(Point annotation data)

====

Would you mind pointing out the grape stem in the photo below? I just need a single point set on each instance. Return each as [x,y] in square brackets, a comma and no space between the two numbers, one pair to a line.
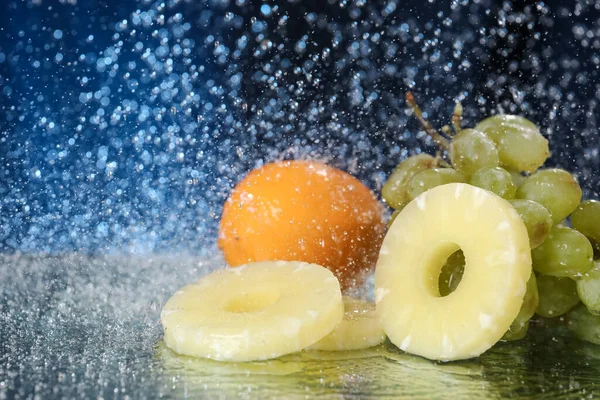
[429,129]
[457,117]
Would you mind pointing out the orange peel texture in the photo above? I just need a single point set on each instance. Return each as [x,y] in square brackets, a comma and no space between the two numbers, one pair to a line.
[303,211]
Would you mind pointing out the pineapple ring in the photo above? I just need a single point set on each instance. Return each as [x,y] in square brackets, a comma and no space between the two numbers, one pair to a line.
[253,312]
[478,313]
[360,328]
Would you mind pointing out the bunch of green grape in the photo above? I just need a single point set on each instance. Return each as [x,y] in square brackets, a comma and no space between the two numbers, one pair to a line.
[504,154]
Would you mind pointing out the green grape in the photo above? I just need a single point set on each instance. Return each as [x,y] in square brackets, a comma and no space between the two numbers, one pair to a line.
[557,296]
[430,178]
[517,331]
[520,144]
[517,177]
[451,273]
[496,180]
[584,325]
[565,253]
[588,289]
[586,219]
[530,300]
[394,191]
[393,217]
[471,150]
[537,219]
[555,189]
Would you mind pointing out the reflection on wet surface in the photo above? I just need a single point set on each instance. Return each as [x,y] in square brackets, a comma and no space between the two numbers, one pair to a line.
[76,326]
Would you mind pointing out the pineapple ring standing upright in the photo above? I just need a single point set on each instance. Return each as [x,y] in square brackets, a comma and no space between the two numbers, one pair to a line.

====

> WHAT IS BEING ASKED: Convert every line of the material into a Markdown table with the columns "Row" and "Line", numbering the rows and omitting blank lines. Exclude the pictures from the table.

> ANSWER TO THE EXERCISE:
| Row | Line |
|---|---|
| 1 | Would you mind pointing out the grape stem in the photo below? I just need a single point set on each instance. Return each as [x,y] in square brackets, a comma and no space between the two numbers, one pair to a line. |
| 2 | [429,129] |
| 3 | [457,117] |
| 4 | Would you mind pointing out the orange peel texture in the photo above? I just need a single point set on each instance. Return each as [x,y] in square brackets, a comma and no space between the two numbers, one pair to a line. |
| 5 | [303,211] |
| 6 | Would you mind pointing out the pineapple ring in the photo above? I just need a single point set on each instance. Return each as [x,y] in square brackets, a comma and no space between the two numbers, one pair to a line. |
| 7 | [253,312] |
| 8 | [478,313] |
| 9 | [360,328] |
| 10 | Would you mind pointing out the bunch of green grape in the photo above? I just need a single point set on each instance. Return each as [x,y] in square brackets, a comma and no space between the two numbers, one pair to a line. |
| 11 | [504,154] |
| 12 | Would you mind pointing out the green grape in the photo above? I just need a single point set on each instance. Return each as [x,y] in square brackets, a comma and no space between the two numbers, one pair to a line. |
| 13 | [557,296] |
| 14 | [430,178] |
| 15 | [517,331] |
| 16 | [520,144] |
| 17 | [517,177] |
| 18 | [451,273] |
| 19 | [496,180] |
| 20 | [584,325] |
| 21 | [565,253] |
| 22 | [588,289] |
| 23 | [586,219] |
| 24 | [530,300] |
| 25 | [394,191] |
| 26 | [393,217] |
| 27 | [471,150] |
| 28 | [537,219] |
| 29 | [555,189] |
| 30 | Would you mind pointing out the reflection on wet surface in the photo above? I just need a single point set on each instance. Return each as [x,y] in square brackets, a comma and no space between the two numbers, one pair to a line. |
| 31 | [76,326] |
| 32 | Would you mind pointing out the pineapple ring standing upright in the photo above? I just need a single point set on each instance. Return each as [x,y] in square brackets, a comma and no space between the two numbers, one pair to a line. |